* Aufgabe A
Schreibe den Abschnitt aus dem Auszug ab, der mit den Worten „Nachdem der größte“ beginnt und nach „Bestrebungen abgelehnt habe.“ endet.
* Aufgabe B
Liste alle Personen auf, die im Auszug mit vollem Namen genannt werden.
* Aufgabe C
Beantworte anhand des Auszugs drei Fragen:
(i) Wie viele Lkw sind vom Landratsamt pro Tag erlaubt?
(ii) An welche Landesstraße sollte die Mühle laut Ortsvorsteher angeschlossen werden?
(iii) Wie viele Eigentümer haben Grundstücke, die an den Feldweg grenzen?

* Auszug
==================================================

Nachts um drei Uhr Lkw-Verkehr vor dem Schlafzimmerfenster, vibrierende Gläser im Schrank und Schäden an Gebäuden – die Anwohnerinnen und Anwohner der Friedrichstaler Rheinstraße-Ost sind genervt vom Transportverkehr zu Mühle am Ortsende. Sie haben eine Interessensgemeinschaft gebildet und am Donnerstag Abend zum Vorort-Termin mit Vertretern von Mühle und Stadtverwaltung geladen.
Etwa dreißig Anwohner:innen verschafften ihrem lange aufgestauten Unmut Luft. Thomas Schoch, Leiter des Stutenseer Ordnungsamts, erläuterte die gültige Regelung: 90 Lkw seien vom Landratsamt pro Tag erlaubt – durch Hin- und Rückfahrt ergeben sich daraus täglich 180 Fahrbewegungen. Daneben gelte ein Nachtfahrverbot zwischen 22 und 5 Uhr. Eine verdeckte Zählung im Januar habe ergeben, dass es zwar Ausreißer gebe, was Uhrzeit und erlaubte Geschwindigkeit betrifft. Die allermeisten hielten sich jedoch an die Vorgaben.
Nachdem der größte Frust ausgesprochen war, suchten die Betroffenen nach Lösungen. “Die einzig richtige Alternative wäre ein Anschluss der Mühle an die Landesstraße 558”, stellte Ortsvorsteher Lutz Schönthal fest. Das sahen die Anwohner ebenfalls so und hatten dafür den Ausbau eines Feldwegs von der Mühle in Richtung Norden oder die Reaktivierung der ehemaligen Kreisstraße entlang des Pfadfinderheims im Blick.
“Wir versprechen keine Straße”, so Oberbürgermeisterin Petra Becker. Entsprechende Planungsverfahren seien langwierig und die Kosten hoch. Bei einer Anbindung an die Landesstraße sei auch das Regierungspräsidium einzubeziehen, das in der Vergangenheit entsprechende Bestrebungen abgelehnt habe.
Ein Ausbau des Feldwegs sei zudem aufgrund von über 100 Eigentümern der angrenzenden Grundstücke sehr schwierig, gab Anja Twietmeyer, Mitglied der Geschäftsleitung der Mühlengruppe, zu der die Rheintalmühle gehört, und zuständig für Genehmigungsverfahren, zu bedenken.
Unter den Anwesenden machte sich die Erkenntnis breit, dass im Bereich der Straßenanbindung nicht mit einer schnellen Lösung zu rechnen ist. So wurde nach kurzfristigen Alternativen gesucht. Ob der Lkw-Verkehr nicht bei der Anfahrt durch die Hans-Thoma-Straße geleitet werden könne und nur die Abfahrt durch die Rheinstraße – das würde die Belastung der Anwohner immerhin um die Hälfte reduzieren. Thomas Schoch vom Ordnungsamt schloss eine solche Lösung nicht grundsätzlich aus. Das sei zu prüfen. Auch eine weitere Reduzierung der Geschwindigkeit auf beispielsweise 6 km/h sei eine Möglichkeit, die auch von der Mühle nicht ausgeschlossen wurde.

==================================================

* Vorliegende Einträge

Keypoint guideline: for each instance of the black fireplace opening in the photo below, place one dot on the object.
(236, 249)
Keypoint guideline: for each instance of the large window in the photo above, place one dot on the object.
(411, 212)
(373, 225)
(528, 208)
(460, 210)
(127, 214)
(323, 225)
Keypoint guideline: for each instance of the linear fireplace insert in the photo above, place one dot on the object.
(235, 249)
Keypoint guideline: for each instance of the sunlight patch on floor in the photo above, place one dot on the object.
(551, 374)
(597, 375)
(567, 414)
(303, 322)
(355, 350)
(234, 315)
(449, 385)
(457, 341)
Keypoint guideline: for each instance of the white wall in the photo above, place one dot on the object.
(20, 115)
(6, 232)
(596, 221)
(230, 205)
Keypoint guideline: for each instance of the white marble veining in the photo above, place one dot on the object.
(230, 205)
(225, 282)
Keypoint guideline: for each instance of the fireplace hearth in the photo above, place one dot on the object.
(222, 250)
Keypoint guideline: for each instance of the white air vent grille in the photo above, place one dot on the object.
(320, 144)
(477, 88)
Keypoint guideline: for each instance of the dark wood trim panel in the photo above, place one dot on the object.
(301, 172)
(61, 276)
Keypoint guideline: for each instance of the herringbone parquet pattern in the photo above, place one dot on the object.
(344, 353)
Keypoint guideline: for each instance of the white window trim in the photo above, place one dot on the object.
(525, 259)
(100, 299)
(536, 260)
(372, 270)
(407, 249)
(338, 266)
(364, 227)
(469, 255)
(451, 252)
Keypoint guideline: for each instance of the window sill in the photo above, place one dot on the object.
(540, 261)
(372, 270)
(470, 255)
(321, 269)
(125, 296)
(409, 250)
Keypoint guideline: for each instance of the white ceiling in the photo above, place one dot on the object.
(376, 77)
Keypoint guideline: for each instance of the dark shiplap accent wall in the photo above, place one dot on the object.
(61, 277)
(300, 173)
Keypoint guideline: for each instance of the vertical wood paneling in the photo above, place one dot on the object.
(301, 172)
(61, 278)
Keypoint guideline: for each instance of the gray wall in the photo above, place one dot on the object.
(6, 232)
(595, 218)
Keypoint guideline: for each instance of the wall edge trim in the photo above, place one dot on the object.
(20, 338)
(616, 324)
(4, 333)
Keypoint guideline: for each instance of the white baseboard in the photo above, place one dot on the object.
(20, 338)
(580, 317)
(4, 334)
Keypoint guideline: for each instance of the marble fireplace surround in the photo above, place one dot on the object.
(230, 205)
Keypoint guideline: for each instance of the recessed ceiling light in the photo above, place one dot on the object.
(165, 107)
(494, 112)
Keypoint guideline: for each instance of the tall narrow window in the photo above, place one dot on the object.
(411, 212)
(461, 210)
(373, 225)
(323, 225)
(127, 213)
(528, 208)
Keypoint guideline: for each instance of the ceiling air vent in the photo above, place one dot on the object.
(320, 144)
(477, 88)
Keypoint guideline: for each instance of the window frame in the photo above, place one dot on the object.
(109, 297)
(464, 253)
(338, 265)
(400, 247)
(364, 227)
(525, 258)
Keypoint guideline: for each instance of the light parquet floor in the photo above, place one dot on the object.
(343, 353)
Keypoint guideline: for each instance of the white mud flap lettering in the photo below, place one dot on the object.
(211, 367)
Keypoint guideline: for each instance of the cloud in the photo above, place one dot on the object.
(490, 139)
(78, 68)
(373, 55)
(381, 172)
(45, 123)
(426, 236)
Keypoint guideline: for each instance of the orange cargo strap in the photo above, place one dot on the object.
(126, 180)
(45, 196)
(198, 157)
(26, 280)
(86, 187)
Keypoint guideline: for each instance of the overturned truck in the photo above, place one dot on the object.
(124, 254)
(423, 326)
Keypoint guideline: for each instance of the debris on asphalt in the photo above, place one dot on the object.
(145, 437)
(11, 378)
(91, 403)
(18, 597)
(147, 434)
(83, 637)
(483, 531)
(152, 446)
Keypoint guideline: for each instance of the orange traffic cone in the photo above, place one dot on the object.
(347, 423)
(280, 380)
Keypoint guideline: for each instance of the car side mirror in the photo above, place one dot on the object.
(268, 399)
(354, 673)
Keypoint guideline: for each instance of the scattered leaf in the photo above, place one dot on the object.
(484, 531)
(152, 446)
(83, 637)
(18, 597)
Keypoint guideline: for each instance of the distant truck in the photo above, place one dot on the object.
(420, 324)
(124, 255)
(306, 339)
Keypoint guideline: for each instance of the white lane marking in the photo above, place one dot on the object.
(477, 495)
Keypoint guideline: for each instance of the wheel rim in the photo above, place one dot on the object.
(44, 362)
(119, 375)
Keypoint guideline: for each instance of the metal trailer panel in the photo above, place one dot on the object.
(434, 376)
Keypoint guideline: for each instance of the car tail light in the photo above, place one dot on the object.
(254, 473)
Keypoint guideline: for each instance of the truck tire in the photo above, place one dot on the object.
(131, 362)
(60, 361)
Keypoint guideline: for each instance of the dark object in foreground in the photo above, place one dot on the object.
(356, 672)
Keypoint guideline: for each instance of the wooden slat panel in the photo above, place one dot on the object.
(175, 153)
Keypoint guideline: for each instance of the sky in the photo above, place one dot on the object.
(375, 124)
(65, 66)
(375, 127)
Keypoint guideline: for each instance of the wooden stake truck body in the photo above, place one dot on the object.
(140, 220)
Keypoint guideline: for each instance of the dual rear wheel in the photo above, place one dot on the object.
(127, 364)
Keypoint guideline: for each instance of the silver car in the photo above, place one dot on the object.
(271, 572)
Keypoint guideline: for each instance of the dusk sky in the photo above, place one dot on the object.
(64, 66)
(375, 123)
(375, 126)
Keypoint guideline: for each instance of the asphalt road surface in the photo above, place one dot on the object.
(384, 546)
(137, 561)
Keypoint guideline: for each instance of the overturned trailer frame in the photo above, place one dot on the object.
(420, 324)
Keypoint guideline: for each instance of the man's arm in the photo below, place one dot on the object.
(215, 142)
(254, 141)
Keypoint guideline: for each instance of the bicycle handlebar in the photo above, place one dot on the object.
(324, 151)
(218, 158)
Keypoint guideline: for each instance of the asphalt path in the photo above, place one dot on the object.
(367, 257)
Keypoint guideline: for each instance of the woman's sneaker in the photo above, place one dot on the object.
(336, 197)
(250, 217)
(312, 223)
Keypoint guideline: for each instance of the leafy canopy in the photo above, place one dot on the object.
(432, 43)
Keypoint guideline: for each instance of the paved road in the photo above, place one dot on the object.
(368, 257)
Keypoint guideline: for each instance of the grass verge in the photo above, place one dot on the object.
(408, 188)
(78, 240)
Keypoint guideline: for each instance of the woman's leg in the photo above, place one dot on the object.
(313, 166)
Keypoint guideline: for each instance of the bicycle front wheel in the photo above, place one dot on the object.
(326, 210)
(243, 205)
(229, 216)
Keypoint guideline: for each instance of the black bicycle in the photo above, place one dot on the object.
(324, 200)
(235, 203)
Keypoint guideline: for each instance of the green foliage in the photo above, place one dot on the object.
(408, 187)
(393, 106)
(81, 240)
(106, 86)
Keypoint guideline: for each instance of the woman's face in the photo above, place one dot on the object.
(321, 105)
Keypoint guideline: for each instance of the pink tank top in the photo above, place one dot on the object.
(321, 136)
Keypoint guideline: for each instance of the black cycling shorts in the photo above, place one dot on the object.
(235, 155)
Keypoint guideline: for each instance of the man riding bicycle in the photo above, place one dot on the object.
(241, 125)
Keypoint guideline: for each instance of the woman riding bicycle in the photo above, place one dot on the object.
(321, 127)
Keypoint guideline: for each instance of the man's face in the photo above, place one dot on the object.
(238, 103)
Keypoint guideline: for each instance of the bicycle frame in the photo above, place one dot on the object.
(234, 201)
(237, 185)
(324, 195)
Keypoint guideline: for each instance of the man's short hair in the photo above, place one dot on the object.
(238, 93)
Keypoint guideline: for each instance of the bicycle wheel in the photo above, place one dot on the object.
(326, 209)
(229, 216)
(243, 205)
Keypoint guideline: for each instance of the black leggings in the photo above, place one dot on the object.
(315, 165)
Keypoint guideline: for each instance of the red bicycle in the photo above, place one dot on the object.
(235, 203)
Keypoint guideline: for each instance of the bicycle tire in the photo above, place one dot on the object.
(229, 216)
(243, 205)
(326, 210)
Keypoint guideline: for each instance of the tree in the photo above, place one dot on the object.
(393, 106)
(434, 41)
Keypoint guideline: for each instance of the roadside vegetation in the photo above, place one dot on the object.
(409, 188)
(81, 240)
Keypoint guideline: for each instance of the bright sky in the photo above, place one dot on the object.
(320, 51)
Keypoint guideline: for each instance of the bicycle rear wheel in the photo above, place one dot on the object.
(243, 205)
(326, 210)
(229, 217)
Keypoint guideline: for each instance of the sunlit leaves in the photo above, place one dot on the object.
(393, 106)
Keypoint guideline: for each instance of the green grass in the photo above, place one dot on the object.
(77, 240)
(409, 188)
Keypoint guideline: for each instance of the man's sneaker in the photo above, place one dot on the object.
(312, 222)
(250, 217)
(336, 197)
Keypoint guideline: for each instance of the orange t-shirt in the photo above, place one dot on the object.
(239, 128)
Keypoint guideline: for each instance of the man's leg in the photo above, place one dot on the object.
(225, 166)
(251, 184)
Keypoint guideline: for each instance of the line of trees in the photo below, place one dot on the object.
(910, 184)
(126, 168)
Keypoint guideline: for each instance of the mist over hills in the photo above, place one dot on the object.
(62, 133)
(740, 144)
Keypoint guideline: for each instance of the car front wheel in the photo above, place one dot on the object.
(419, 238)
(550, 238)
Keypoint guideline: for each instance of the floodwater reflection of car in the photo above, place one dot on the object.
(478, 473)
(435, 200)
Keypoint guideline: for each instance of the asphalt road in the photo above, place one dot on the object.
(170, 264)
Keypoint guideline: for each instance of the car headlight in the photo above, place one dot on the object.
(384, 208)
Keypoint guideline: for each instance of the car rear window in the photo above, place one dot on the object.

==================================================

* Vollständige Ausgabe A
Nachdem der größte Frust ausgesprochen war, suchten die Betroffenen nach Lösungen. “Die einzig richtige Alternative wäre ein Anschluss der Mühle an die Landesstraße 558”, stellte Ortsvorsteher Lutz Schönthal fest. Das sahen die Anwohner ebenfalls so und hatten dafür den Ausbau eines Feldwegs von der Mühle in Richtung Norden oder die Reaktivierung der ehemaligen Kreisstraße entlang des Pfadfinderheims im Blick.
“Wir versprechen keine Straße”, so Oberbürgermeisterin Petra Becker. Entsprechende Planungsverfahren seien langwierig und die Kosten hoch. Bei einer Anbindung an die Landesstraße sei auch das Regierungspräsidium einzubeziehen, das in der Vergangenheit entsprechende Bestrebungen abgelehnt habe.

* Vollständige Ausgabe B
Thomas Schoch
Lutz Schönthal
Petra Becker
Anja Twietmeyer

* Vollständige Ausgabe C
(i) 90 Lkw
(ii) An die Landesstraße 558
(iii) Über 100